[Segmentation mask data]
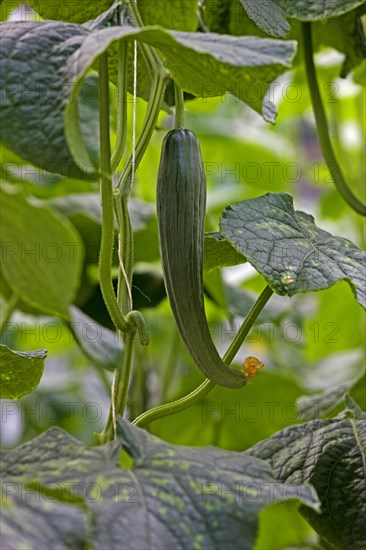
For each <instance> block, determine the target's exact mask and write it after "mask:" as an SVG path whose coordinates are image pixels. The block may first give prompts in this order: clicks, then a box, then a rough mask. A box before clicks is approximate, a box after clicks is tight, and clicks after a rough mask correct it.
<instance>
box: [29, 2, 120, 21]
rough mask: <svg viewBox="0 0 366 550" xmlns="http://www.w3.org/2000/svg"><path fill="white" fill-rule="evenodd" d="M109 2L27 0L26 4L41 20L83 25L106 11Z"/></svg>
mask: <svg viewBox="0 0 366 550" xmlns="http://www.w3.org/2000/svg"><path fill="white" fill-rule="evenodd" d="M111 3H112V2H111V0H100V1H99V2H90V1H89V0H78V2H74V0H62V2H54V0H42V2H39V1H38V0H29V1H27V4H29V6H32V8H33V9H34V11H35V12H37V13H38V14H39V15H40V16H41V17H42V18H43V19H56V20H60V21H71V22H72V23H85V21H89V20H90V19H95V18H96V17H97V16H98V15H99V14H100V13H102V12H104V11H105V10H108V8H109V7H110V5H111Z"/></svg>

» **About this exercise**
Could you set down every record above exactly as written, leaving out the pictures?

» **Task response**
For each <instance> block, determine the target's exact mask and write it after "mask:" as an SVG path whose coordinates are image pixels. The block may first give prompts in this order: clicks, then a box, then a rough mask. A box before clicks is approximate, a box after clicks is tight, and clicks after a rough mask correct it.
<instance>
box: [29, 2, 120, 21]
rough mask: <svg viewBox="0 0 366 550" xmlns="http://www.w3.org/2000/svg"><path fill="white" fill-rule="evenodd" d="M109 2L27 0L26 4L41 20L83 25L106 11Z"/></svg>
mask: <svg viewBox="0 0 366 550" xmlns="http://www.w3.org/2000/svg"><path fill="white" fill-rule="evenodd" d="M111 3H112V2H111V0H100V1H99V2H90V1H89V0H78V2H74V0H62V2H54V0H42V2H39V1H38V0H29V1H27V4H29V6H32V8H33V9H34V11H35V12H37V13H38V14H39V15H40V16H41V17H42V18H43V19H56V20H60V21H71V22H72V23H85V21H89V20H90V19H95V18H96V17H97V16H98V15H99V14H100V13H102V12H104V11H105V10H108V8H109V7H110V5H111Z"/></svg>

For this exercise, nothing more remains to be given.